[WHAT TO WORK ON]
(a) Answer these questions from the text on Jane Gaston Taylor's family below, giving each answer on its own line and marking it (i), (ii) or (iii) like its question:
(i) In what year did Jane Gaston Taylor's father die at the hands of a party of Tories?
(ii) How old was Judge Taylor when he came to America with his older brother?
(iii) What office would Judge Taylor become the first to hold?
(b) In the text on Jane Gaston Taylor's family below, why did Judge Taylor teach himself the law? Answer in one to three sentences.

[EXTRACT]
A Patriot in the Revolutionary War, her father died at the hands of a party of Tories in 1781. Five-year-old Jane witnessed the incident, as did her mother and brother.
Her husband, Judge Taylor, was also an immigrant. The child of Irish parents who resided in England, he accompanied his older brother to America when he was 12 years old.
Not having the funds to finish college, he taught himself the law and found an important mentor or two in New Bern. By 1800 was serving as a superior court judge.
His career reminds me of the line in Lin-Manuel Miranda’s hit musical “Hamilton” that always gets the audience’s most enthusiastic applause.
In the musical, Alexander Hamilton, born on the West Indian island of Nevis, and Lafayette, a Frenchman, meet on the eve of the Battle of Yorktown. They pay their respects to one another, and they anticipate that they will lead their troops to victory against the British forces.
Jubilantly they sing—
“Immigrants! We get the job done!”
Like Hamilton, Jane Gaston Taylor’s husband was a Federalist. He would become the first chief justice of the North Carolina Supreme Court.
William Gaston
Jane Gaston Taylor’s brother, by the way, also became a justice on the state’s Supreme Court.
Like Judge Taylor, William Gaston (1778-1884) was a devoted admirer of Hamilton’s Federalist political philosophy. In November 1800 he was practicing law in New Bern, and he had just been elected to the state senate.

[RECORD EXCERPTS]
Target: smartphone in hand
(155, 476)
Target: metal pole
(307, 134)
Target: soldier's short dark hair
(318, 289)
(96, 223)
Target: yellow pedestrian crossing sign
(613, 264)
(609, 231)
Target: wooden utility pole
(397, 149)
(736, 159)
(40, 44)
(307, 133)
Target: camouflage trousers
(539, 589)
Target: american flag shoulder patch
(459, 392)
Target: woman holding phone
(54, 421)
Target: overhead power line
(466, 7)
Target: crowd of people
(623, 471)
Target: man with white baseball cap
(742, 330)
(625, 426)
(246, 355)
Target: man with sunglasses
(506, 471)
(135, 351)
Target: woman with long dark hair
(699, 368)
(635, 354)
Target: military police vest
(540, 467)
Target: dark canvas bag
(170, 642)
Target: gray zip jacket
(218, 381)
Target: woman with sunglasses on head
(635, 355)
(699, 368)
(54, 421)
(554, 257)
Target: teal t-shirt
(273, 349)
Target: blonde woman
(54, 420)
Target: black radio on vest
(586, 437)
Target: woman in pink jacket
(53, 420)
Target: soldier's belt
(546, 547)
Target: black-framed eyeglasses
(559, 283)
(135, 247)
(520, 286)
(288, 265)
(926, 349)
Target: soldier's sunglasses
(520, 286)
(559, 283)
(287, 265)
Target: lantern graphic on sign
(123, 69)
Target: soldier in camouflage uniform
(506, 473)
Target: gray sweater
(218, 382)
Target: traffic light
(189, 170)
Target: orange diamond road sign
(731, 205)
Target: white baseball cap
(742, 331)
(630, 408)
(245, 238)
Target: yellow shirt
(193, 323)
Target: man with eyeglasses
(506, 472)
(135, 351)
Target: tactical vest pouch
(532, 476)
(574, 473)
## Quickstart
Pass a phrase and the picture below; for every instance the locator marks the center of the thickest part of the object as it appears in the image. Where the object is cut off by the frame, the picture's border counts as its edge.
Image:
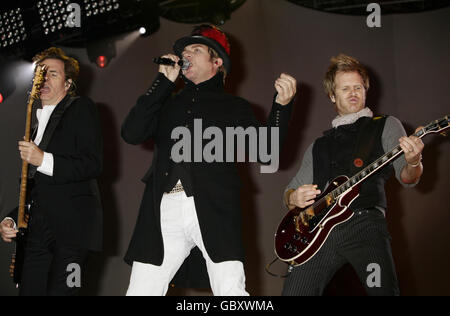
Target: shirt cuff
(47, 165)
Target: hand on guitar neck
(302, 197)
(412, 147)
(31, 153)
(7, 230)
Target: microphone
(184, 63)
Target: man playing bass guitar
(356, 139)
(65, 159)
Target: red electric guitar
(303, 231)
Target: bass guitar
(23, 210)
(303, 231)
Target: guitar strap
(368, 137)
(55, 118)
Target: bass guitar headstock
(439, 126)
(38, 81)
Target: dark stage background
(409, 61)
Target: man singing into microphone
(193, 205)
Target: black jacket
(216, 185)
(70, 199)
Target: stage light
(53, 14)
(102, 61)
(101, 52)
(12, 28)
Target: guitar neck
(378, 164)
(21, 217)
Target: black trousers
(364, 242)
(50, 269)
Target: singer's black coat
(216, 186)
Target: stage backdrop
(408, 59)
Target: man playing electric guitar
(356, 139)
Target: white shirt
(43, 116)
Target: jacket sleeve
(84, 161)
(142, 122)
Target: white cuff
(47, 165)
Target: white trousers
(181, 233)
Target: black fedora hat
(210, 36)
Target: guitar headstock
(38, 81)
(438, 126)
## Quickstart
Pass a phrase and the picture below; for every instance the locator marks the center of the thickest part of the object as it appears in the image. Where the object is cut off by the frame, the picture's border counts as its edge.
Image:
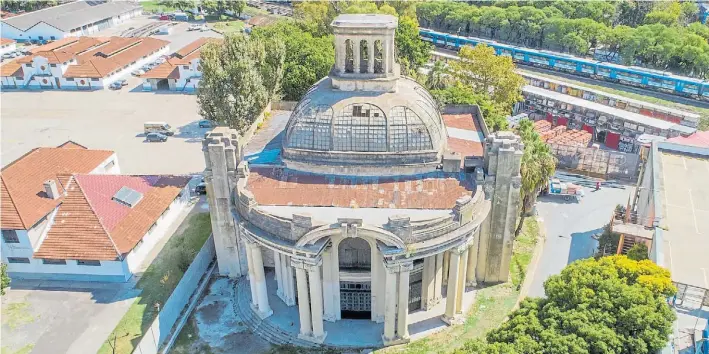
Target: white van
(158, 127)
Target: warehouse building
(73, 19)
(81, 63)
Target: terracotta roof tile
(24, 179)
(77, 232)
(11, 68)
(437, 190)
(91, 225)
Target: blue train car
(640, 77)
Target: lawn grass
(491, 306)
(158, 282)
(703, 112)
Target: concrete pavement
(570, 225)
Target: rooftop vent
(127, 197)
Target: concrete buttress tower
(222, 154)
(503, 157)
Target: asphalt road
(570, 225)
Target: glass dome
(360, 121)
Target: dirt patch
(211, 313)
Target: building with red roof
(68, 214)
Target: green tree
(638, 252)
(538, 166)
(4, 278)
(411, 51)
(239, 77)
(611, 305)
(487, 73)
(307, 58)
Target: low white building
(78, 18)
(7, 45)
(181, 72)
(68, 215)
(81, 63)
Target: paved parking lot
(110, 120)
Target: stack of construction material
(541, 126)
(580, 138)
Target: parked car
(201, 188)
(155, 137)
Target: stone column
(463, 264)
(472, 262)
(370, 53)
(340, 54)
(446, 266)
(288, 282)
(306, 324)
(452, 291)
(316, 306)
(438, 288)
(402, 322)
(357, 57)
(386, 59)
(390, 307)
(328, 286)
(252, 277)
(378, 286)
(428, 284)
(279, 274)
(264, 309)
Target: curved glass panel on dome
(360, 127)
(407, 132)
(311, 128)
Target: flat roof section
(436, 190)
(67, 17)
(685, 193)
(632, 101)
(626, 115)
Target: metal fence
(598, 163)
(178, 300)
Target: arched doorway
(355, 294)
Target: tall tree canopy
(656, 34)
(239, 77)
(611, 305)
(307, 58)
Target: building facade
(368, 214)
(64, 215)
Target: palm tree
(438, 77)
(538, 165)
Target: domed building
(378, 209)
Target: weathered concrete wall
(503, 156)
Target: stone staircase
(272, 333)
(263, 328)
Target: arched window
(360, 127)
(407, 131)
(311, 128)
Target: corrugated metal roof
(72, 15)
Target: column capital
(405, 266)
(305, 265)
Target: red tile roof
(90, 225)
(438, 190)
(23, 179)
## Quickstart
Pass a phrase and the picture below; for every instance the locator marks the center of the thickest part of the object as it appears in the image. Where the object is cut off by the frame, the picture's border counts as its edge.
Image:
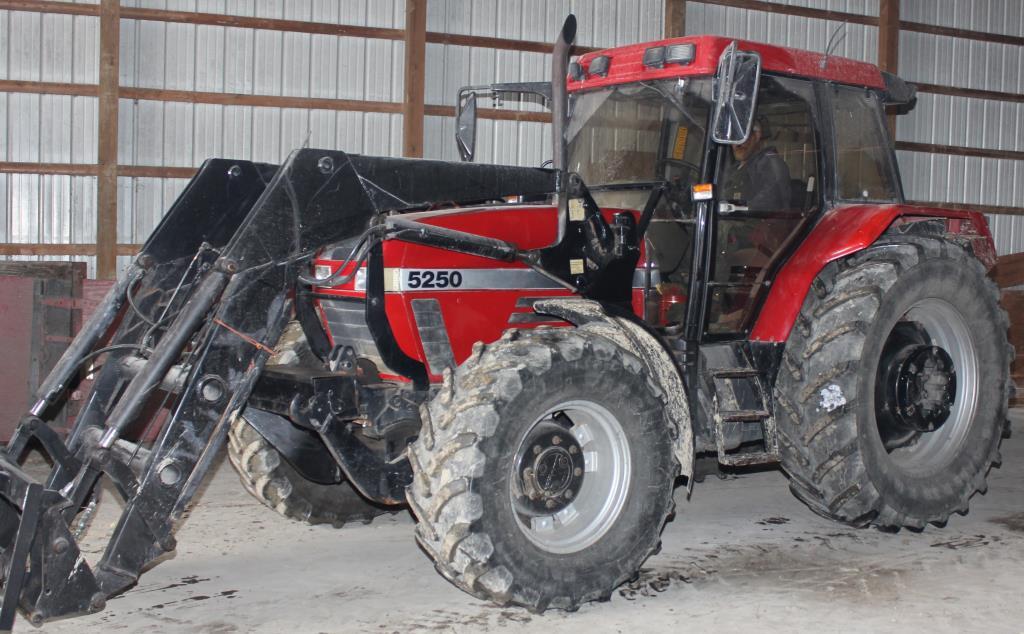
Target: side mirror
(465, 127)
(735, 95)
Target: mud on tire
(528, 402)
(268, 476)
(854, 452)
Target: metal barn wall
(48, 128)
(602, 24)
(177, 56)
(51, 128)
(937, 119)
(962, 121)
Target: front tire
(893, 392)
(544, 471)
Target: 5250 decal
(433, 279)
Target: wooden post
(675, 18)
(416, 53)
(107, 183)
(889, 44)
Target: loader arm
(210, 294)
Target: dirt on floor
(741, 553)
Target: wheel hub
(551, 469)
(918, 382)
(925, 388)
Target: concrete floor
(741, 553)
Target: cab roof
(626, 64)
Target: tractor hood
(320, 197)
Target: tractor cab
(779, 135)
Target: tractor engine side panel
(440, 302)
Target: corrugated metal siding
(962, 121)
(47, 128)
(859, 42)
(62, 48)
(206, 58)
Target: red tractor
(719, 262)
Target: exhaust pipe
(559, 94)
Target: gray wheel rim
(948, 330)
(605, 485)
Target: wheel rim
(571, 476)
(916, 442)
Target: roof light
(599, 66)
(680, 53)
(654, 57)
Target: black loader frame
(209, 295)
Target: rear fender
(846, 230)
(633, 337)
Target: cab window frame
(888, 168)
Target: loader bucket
(194, 321)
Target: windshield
(628, 136)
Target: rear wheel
(893, 393)
(544, 471)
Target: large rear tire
(544, 471)
(892, 396)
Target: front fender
(648, 348)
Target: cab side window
(862, 152)
(770, 186)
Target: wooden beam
(477, 41)
(416, 78)
(962, 33)
(492, 113)
(259, 100)
(889, 45)
(77, 250)
(675, 18)
(290, 26)
(961, 151)
(107, 183)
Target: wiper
(675, 101)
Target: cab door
(768, 189)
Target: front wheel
(544, 471)
(893, 394)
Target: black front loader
(208, 298)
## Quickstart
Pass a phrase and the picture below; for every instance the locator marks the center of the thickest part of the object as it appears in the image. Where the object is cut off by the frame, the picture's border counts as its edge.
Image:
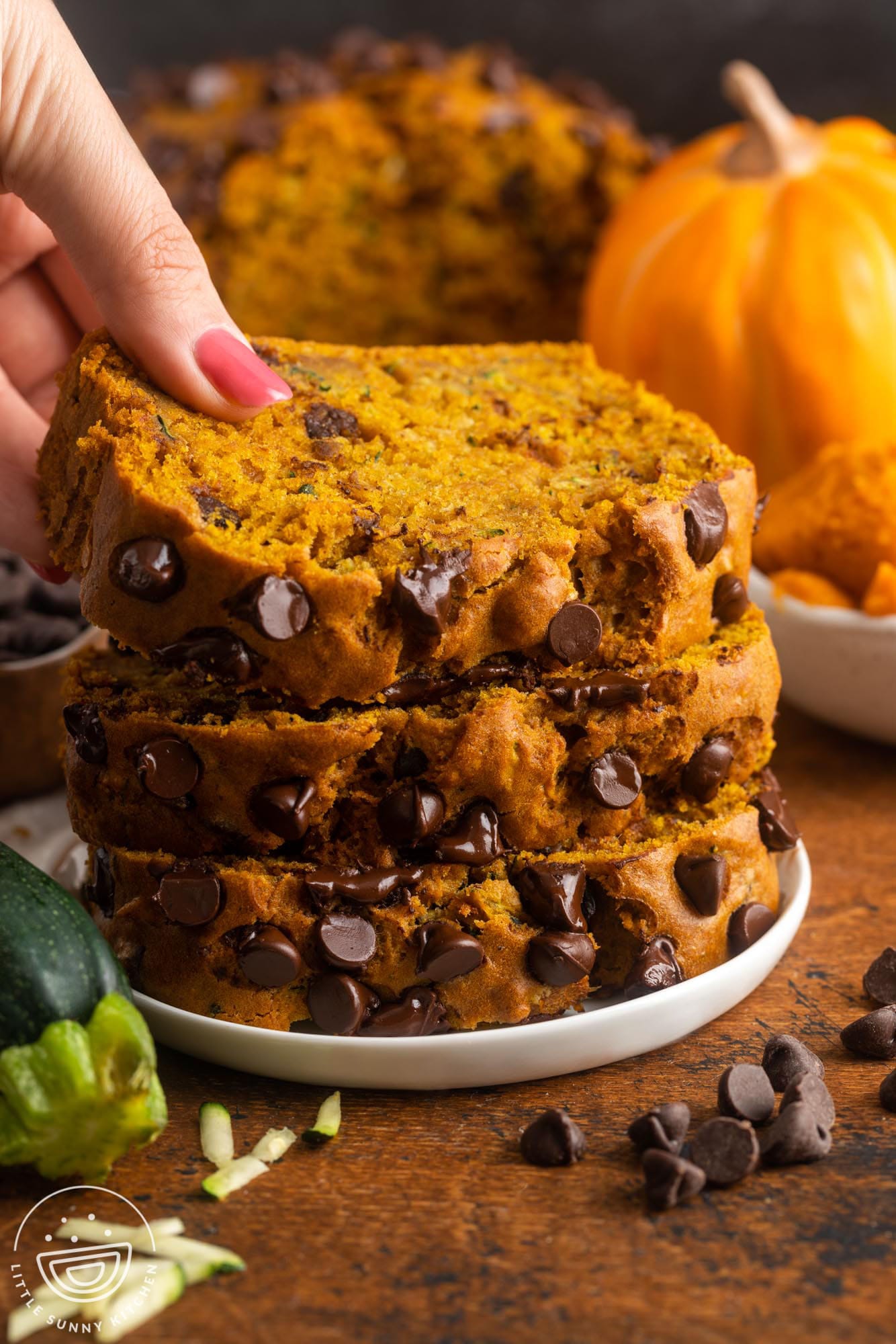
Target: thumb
(66, 153)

[FINAL RESULTS]
(a)
(i) 1781
(ii) 12 years old
(iii) Chief justice of the North Carolina Supreme Court

(b) Judge Taylor taught himself the law because he did not have the funds to finish college.